**Problem details**
Skip any picture you find and retype all the remaining lines exactly.

[Dataset excerpts on object pointing]
────────────────────────────────────────

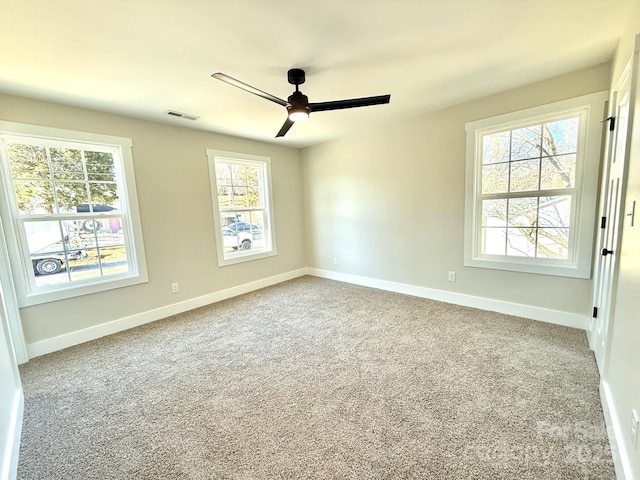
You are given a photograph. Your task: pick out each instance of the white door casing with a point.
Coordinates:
(11, 303)
(613, 190)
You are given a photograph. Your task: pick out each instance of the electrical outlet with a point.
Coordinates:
(635, 425)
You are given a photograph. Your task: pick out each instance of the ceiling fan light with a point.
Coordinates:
(298, 114)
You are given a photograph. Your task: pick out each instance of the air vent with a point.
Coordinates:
(186, 116)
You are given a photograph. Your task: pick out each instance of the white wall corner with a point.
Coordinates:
(11, 439)
(77, 337)
(621, 458)
(557, 317)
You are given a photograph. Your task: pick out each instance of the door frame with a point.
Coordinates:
(630, 74)
(11, 303)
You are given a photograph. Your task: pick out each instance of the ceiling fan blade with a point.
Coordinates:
(351, 103)
(285, 128)
(248, 88)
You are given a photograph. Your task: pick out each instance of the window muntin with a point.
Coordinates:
(241, 197)
(532, 188)
(528, 186)
(74, 229)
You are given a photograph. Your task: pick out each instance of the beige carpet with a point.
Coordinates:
(316, 379)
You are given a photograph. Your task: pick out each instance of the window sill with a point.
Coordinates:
(557, 270)
(235, 258)
(37, 298)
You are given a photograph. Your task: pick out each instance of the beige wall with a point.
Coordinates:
(177, 221)
(390, 203)
(622, 374)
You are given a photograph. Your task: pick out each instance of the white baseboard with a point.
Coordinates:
(77, 337)
(54, 344)
(557, 317)
(619, 452)
(9, 458)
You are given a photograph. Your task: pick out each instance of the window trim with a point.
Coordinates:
(26, 294)
(587, 173)
(269, 230)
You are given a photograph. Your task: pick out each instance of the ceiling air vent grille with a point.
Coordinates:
(186, 116)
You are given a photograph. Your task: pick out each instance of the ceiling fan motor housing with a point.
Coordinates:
(298, 100)
(295, 76)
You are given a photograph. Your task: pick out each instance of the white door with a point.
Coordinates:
(613, 191)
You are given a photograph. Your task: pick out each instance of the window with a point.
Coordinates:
(241, 197)
(532, 186)
(72, 212)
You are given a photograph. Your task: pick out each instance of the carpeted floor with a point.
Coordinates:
(316, 379)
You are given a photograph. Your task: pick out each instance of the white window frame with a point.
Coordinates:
(584, 202)
(264, 163)
(27, 292)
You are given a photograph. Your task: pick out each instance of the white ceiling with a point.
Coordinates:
(145, 57)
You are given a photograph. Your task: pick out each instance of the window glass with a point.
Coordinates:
(72, 223)
(240, 186)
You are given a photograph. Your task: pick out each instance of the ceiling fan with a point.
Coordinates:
(297, 105)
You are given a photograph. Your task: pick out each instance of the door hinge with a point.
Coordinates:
(612, 123)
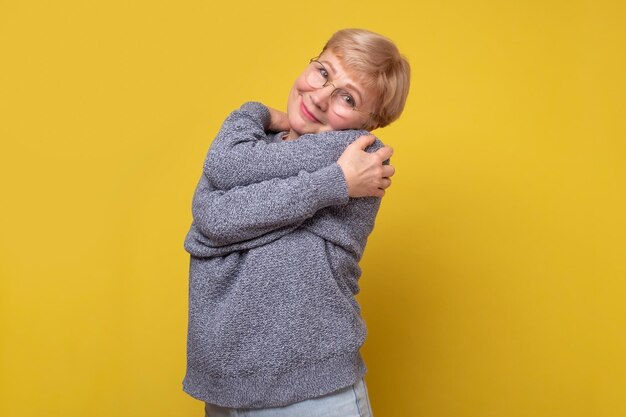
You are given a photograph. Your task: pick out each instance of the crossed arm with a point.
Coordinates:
(253, 191)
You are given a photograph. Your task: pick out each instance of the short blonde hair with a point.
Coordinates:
(376, 61)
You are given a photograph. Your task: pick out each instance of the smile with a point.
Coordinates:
(307, 113)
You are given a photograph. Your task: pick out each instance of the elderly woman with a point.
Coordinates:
(281, 216)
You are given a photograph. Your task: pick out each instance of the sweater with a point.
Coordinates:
(275, 244)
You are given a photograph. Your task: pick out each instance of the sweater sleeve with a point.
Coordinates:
(244, 213)
(241, 154)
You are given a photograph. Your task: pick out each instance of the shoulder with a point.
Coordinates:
(342, 138)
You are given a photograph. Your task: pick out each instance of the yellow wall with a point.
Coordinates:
(493, 284)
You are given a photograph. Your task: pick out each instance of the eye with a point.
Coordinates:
(323, 72)
(348, 99)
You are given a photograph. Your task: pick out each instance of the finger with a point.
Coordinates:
(363, 141)
(384, 153)
(388, 171)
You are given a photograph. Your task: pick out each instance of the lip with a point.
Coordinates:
(307, 113)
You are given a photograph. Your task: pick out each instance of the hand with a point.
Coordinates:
(279, 122)
(365, 173)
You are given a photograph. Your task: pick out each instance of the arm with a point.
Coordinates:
(242, 155)
(243, 214)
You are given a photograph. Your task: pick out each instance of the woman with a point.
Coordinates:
(280, 222)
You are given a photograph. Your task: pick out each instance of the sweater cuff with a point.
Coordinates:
(258, 111)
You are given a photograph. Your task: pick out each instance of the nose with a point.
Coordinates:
(322, 96)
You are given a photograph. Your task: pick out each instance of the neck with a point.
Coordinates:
(291, 135)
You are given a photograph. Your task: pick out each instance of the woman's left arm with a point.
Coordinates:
(240, 154)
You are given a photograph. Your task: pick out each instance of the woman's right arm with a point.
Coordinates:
(242, 155)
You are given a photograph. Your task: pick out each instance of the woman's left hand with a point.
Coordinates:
(279, 121)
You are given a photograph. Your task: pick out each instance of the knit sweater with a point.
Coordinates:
(275, 244)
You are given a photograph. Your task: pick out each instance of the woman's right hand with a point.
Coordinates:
(365, 174)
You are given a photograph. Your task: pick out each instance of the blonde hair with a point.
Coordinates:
(376, 61)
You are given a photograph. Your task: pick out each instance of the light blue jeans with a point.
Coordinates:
(351, 401)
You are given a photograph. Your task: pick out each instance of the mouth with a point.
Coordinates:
(307, 113)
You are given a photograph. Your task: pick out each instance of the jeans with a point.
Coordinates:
(351, 401)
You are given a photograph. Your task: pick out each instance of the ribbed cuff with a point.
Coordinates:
(259, 111)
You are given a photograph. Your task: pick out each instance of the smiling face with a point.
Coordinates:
(311, 109)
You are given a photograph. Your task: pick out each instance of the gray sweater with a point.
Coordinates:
(275, 244)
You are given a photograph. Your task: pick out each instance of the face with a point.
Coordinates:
(310, 109)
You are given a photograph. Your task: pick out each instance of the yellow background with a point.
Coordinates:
(494, 282)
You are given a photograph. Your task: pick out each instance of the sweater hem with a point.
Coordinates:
(265, 391)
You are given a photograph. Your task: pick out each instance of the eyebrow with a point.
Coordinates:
(348, 85)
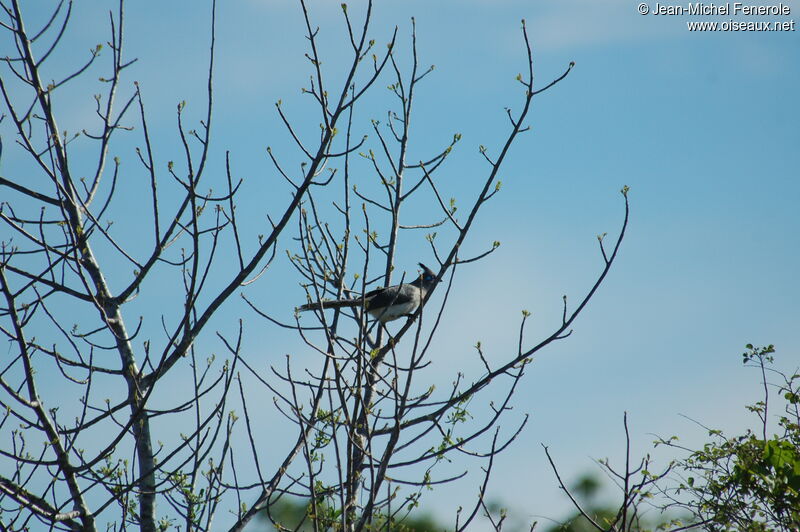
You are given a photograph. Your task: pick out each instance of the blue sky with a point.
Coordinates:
(703, 127)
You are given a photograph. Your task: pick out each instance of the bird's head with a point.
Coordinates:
(427, 276)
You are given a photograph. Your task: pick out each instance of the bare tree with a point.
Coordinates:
(368, 438)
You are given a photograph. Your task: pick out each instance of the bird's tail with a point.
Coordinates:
(339, 303)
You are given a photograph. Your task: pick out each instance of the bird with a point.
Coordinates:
(386, 304)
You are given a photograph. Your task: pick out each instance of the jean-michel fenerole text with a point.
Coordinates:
(727, 8)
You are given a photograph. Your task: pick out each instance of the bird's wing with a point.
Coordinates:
(394, 295)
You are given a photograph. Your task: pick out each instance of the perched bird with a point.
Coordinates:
(386, 304)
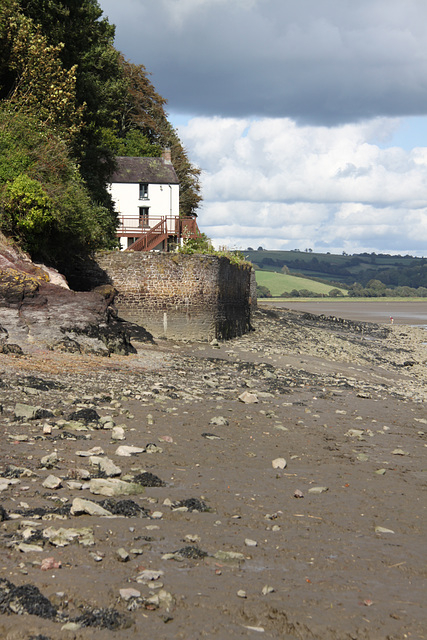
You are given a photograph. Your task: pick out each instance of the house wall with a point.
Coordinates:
(163, 200)
(177, 296)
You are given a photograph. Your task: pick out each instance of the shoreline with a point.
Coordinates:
(282, 486)
(365, 310)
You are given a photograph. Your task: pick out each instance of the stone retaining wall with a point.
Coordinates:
(177, 296)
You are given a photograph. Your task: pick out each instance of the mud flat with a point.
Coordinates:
(270, 486)
(413, 313)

────────────────────────────────────────

**Exercise answer**
You are given a photograph. Your task: pick out each instance of the white door casing with a point.
Coordinates:
(11, 303)
(613, 190)
You are given a photograph. Your task: pick out each instance of the electrical outlet with a point.
Coordinates:
(635, 425)
You are given a photograph. Your task: pick out each instance of the ceiling fan light with a point.
Coordinates:
(298, 114)
You are given a photograph. Your task: pick out each instance of the air vent with a point.
Coordinates:
(186, 116)
You are given a photograph. Your task: pick out each instance of the white wall corner with a point.
Coordinates:
(11, 439)
(77, 337)
(621, 458)
(557, 317)
You are given a photograph. Your task: pick out each instance of the door frame with a point.
Coordinates:
(630, 74)
(11, 303)
You are given a photograph. Your task: pick out each instance of the ceiling fan blade with a point.
Coordinates:
(351, 103)
(285, 128)
(248, 88)
You are given a photograph. Your task: pick out each instance of the window muntin with a point.
Coordinates:
(241, 197)
(532, 188)
(528, 186)
(74, 229)
You are given a photograph. Your task: pick out each instance of the beige carpet with a point.
Coordinates:
(316, 379)
You are given a photograph. Your task: pick out each instance of the window sill with a point.
Coordinates:
(557, 270)
(235, 258)
(37, 298)
You are given a photograph. Your task: pick out each instance of the beige wall with a point.
Coordinates:
(177, 221)
(390, 203)
(622, 374)
You are given a photograph. Your task: pick out each instance of the white baseboard with a point.
Coordinates:
(77, 337)
(54, 344)
(557, 317)
(619, 452)
(9, 458)
You are given a photograph. Your task: pick out each instance of the window trim with a point.
Coordinates:
(26, 294)
(587, 173)
(269, 230)
You are given a photograph. Your task: pick out each instance of the ceiling air vent grille with a point.
Coordinates:
(186, 116)
You are given a photograph. Your task: pick out each instance of the ceiling fan motor housing with a point.
Coordinates:
(298, 100)
(295, 76)
You are given a photograph. Your task: pick out each instance of the white door with a point.
Coordinates:
(613, 191)
You are given a photograph. Your task: pick out each instance of the window with a point.
Coordinates:
(241, 197)
(532, 186)
(72, 212)
You are given a photograph. Your task: pick out each instance of the carpeted floor with a point.
Coordinates:
(316, 379)
You are given a photograph. Your task: pick out each instance of the white window frame with a point.
Coordinates:
(584, 202)
(264, 163)
(27, 292)
You are given a photograph. Your task: pick out each instance of the white ceiling with a point.
Coordinates:
(145, 57)
You are given a photograph. Your task: pick out each instance of the window glass with a point.
Coordinates:
(72, 223)
(240, 186)
You are given a photograph. Your task: pick out each instance of the ceiling fan with a point.
Coordinates:
(297, 105)
You are given a photograph. Your task: pick out each instance of the door hinge with a point.
Coordinates:
(612, 123)
You are given a photograph. Your task: pick out each instance of the crossed arm with a point.
Coordinates:
(253, 191)
You are given a photograph. Your task: pick out each instance of the short blonde hair with a point.
Coordinates:
(376, 61)
You are given a photograph. Your task: pick out each instance of the smile with a point.
Coordinates:
(307, 113)
You are given a photograph. Your task: pick out each instance of the elderly woman with a point.
Coordinates:
(281, 216)
You are given a photograph. Your task: pick out each instance of the sweater with a point.
Coordinates:
(275, 244)
You are given a photograph. Your task: pick out each instance of the sweater sleeve with a point.
Coordinates:
(244, 213)
(241, 154)
You are given a photograph. Your task: pick out each instance of the shoulder with a point.
Coordinates:
(342, 138)
You are given a photograph. Your task: pick out each instance of the yellow wall with a point.
Coordinates:
(493, 284)
You are given a photograph. Your task: pick out each instance of the eye with a point.
Coordinates:
(323, 72)
(348, 99)
You are given a photograph. Your task: pick out each instance of the finger with a point.
Coordinates:
(363, 141)
(384, 153)
(388, 171)
You are given a photograph. Your task: pick out each instance of the lip with a point.
Coordinates:
(307, 113)
You are given a photograph. Your task: pick out each instance of the hand with a point.
Coordinates:
(279, 122)
(365, 173)
You are given a photograph. Your task: pick out each instance of the arm with a point.
Coordinates:
(242, 155)
(243, 214)
You are given a photograph. Your task: pick out each instance of the woman with a point.
Coordinates:
(280, 222)
You are given a photograph. Your task: pick out each instance of the sweater cuff with a point.
Coordinates:
(258, 111)
You are given a photograph. Your task: pick out each instance of the nose with a point.
Coordinates:
(322, 96)
You are given a photograph. Your task: pick out each instance of the neck with a point.
Coordinates:
(291, 135)
You are given a photograph. Your task: pick out each instance of the woman's left arm with a point.
Coordinates:
(240, 154)
You are given a photograph. Your task: pick out each instance of the woman's right arm with a point.
Coordinates:
(242, 155)
You are given a photograph. Your task: pick out each instance of the woman's left hand with a point.
Coordinates:
(279, 121)
You are given a photograph. Your task: pick out each instance of the knit sweater with a point.
Coordinates:
(275, 244)
You are given a photograph. Your task: pick out each instance of the woman's right hand with a point.
Coordinates:
(365, 174)
You are given a photograph. Your task: pick out each instance of the blonde hair with a point.
Coordinates:
(376, 61)
You are given a photograph. Your task: pick out each instance of the light blue jeans with a point.
Coordinates:
(351, 401)
You are given a photograph. Your task: pick out each instance of the mouth with a point.
Coordinates:
(307, 113)
You are given a photograph. Your task: pick out each instance of the jeans with a point.
Coordinates:
(351, 401)
You are given a photograph. Your task: pick out each instance of the ribbed cuff with a point.
Coordinates:
(259, 111)
You are given a photograph. Your task: pick out each instance of the smiling face with a point.
Coordinates:
(311, 109)
You are given a photograph. Your task: pick out each instance of the gray sweater with a point.
Coordinates:
(275, 244)
You are given a photograph. Your task: pick out each instance of the face with a point.
Coordinates:
(310, 109)
You are given a photograph. Your task: pick out each instance of the yellow background with a point.
Coordinates:
(494, 282)
You are given a photograph. Your task: pick out each instance of the sweater hem with a point.
Coordinates:
(265, 391)
You are given a photograph. Your task: pick out each instance of the eyebrow with a point.
Coordinates:
(348, 85)
You are given a photograph. Your task: pick out each instance of the blue sky with a point.
Coordinates:
(703, 127)
You are given a photograph. Your task: pick out each instance of the bird's head with a point.
Coordinates:
(427, 276)
You are given a photograph. Your task: pick out each instance of the bare tree with a point.
Coordinates:
(368, 438)
You are given a photograph. Your task: pick out each instance of the bird's tail with a point.
Coordinates:
(339, 303)
You are given a photograph. Your task: pick out each instance of the bird with a point.
Coordinates:
(386, 304)
You are given a photograph. Your task: pick out each instance of the jean-michel fenerole text with a point.
Coordinates:
(727, 8)
You are given a photograph. Your task: pick out each instance of the bird's wing with a point.
Coordinates:
(394, 295)
You are given a photograph. Your task: pick out each instance of the perched bird with a point.
Coordinates:
(386, 304)
You are given a photograph. Your task: pick out each instance of the house wall with a point.
Coordinates:
(163, 200)
(177, 296)
You are given a photograph. Your task: pick out each instance of the shoreline with a point.
Coordinates:
(282, 486)
(365, 310)
You are given a photograph. Your task: pick out each instance of the stone retaining wall with a point.
Coordinates:
(177, 296)
You are given a photograph. Your task: pick out each instance of the mud flat with a point.
Coordinates:
(270, 486)
(413, 313)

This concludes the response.